ТЕКСТ:
........
Несколько иным вариантом применения концепции Копенгагенской школы к указанной проблеме представляется рассмотрение секьюритизации сотрудничества в рамках межкорейского диалога [20, с. 11], предложенное М. Милани. Северокорейская ракетно-ядерная программа является одним из ключевых факторов для выстраивания отношений между Пхеньяном и Сеулом, и Южная Корея при выстраивании взаимодействия с Северной исходила из посылки о необходимости денуклеаризации последней. Такой подход, демонстрируемый, по мнению автора, южнокорейским правительством, доказывал свою неэффективность на протяжении достаточно долгого периода, что выражалось в многочисленных спадах в динамике отношений КНДР и Республики Корея.
........
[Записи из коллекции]
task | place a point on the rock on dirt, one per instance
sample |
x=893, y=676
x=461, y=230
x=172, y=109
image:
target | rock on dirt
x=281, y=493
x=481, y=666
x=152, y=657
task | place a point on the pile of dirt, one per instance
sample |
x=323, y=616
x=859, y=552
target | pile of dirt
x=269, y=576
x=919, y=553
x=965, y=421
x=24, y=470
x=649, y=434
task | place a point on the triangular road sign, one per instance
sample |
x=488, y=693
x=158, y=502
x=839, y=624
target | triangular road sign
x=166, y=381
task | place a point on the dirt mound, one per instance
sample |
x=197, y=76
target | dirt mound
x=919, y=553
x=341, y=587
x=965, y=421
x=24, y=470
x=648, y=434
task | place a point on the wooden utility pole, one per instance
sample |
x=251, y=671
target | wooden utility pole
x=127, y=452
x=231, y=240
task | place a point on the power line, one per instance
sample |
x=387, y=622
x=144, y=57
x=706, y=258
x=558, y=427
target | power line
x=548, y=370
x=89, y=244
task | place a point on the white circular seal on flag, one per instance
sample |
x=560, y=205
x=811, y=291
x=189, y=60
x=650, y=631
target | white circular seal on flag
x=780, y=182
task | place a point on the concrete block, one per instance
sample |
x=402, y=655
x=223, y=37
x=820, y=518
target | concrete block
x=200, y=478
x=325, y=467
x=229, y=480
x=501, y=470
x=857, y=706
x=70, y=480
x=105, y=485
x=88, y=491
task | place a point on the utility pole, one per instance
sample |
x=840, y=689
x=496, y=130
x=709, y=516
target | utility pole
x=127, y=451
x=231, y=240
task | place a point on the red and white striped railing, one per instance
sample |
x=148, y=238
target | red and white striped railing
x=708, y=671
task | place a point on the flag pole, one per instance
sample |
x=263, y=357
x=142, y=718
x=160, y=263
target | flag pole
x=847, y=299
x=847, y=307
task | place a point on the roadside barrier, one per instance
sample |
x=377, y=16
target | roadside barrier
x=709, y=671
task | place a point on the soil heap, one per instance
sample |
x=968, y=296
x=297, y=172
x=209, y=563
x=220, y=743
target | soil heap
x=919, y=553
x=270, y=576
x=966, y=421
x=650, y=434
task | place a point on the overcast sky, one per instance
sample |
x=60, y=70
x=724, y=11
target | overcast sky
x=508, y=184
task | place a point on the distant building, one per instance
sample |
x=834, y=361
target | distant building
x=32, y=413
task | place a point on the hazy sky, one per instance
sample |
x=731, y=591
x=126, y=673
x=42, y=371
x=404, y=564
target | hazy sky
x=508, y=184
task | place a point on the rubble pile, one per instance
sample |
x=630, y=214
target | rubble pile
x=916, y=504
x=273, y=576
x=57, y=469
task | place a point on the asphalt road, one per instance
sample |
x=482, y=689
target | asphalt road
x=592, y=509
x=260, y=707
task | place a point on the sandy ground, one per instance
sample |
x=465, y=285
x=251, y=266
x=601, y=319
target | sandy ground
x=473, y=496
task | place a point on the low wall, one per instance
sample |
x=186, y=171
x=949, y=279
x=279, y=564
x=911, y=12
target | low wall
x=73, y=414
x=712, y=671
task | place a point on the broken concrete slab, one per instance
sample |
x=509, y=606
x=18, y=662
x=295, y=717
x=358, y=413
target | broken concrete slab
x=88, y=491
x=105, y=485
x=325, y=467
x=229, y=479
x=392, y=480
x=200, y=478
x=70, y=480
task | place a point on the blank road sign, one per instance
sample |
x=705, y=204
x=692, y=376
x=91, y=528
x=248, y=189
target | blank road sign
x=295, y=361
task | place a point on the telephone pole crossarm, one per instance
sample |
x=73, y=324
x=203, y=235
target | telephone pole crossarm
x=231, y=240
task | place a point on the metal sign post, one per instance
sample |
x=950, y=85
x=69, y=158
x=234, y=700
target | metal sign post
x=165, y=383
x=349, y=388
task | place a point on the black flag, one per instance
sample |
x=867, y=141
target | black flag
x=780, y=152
........
ЗАДАНИЕ A: Извлеките из листинга без изменений строки от строки с «task | place a point on the soil» до строки с «x=650, y=434», включая обе.
ЗАДАНИЕ B: Продолжите текст о межкорейском диалоге, начав сразу после его последнего предложения.

ИТОГОВЫЙ ОТВЕТ A:
task | place a point on the soil heap, one per instance
sample |
x=968, y=296
x=297, y=172
x=209, y=563
x=220, y=743
target | soil heap
x=919, y=553
x=270, y=576
x=966, y=421
x=650, y=434

ИТОГОВЫЙ ОТВЕТ B:
Отечественные специалисты (С.А. Панарин, Н.С. Степанова) также рассматривали секьюритизацию как процесс, инициируемый КНДР. Приводя мнение авторов теории, по которому секьюритизация не обязательно исходит от одного актора, авторы, тем не менее концентрируются на понимании безопасности именно руководством КНДР. Они классифицируют Северную Корею как "крайний вариант модерного государства" [7, с. 86], сделав акцент на навязывании своих идеологических норм северокорейским режимом, стремящимся обеспечить собственное выживание.

Пэ Чон Юн и Мун Чун Ин, южнокорейские авторы, пришли к выводу о важности понятия суверенитета в рамках регионального комплекса безопасности в Северо-Восточной Азии, при этом важнейшим фактором безопасности в этой части мирового пространства является военный [12, с. 7]. С их точки зрения, различные парадигмы МО не противоречат друг другу при изучении этого региона. А.Д. Воскресенский расценивает вклад этих исследователей как попытку добавления новых факторов, влияющих на региональный комплекс безопасности [1, с. 54].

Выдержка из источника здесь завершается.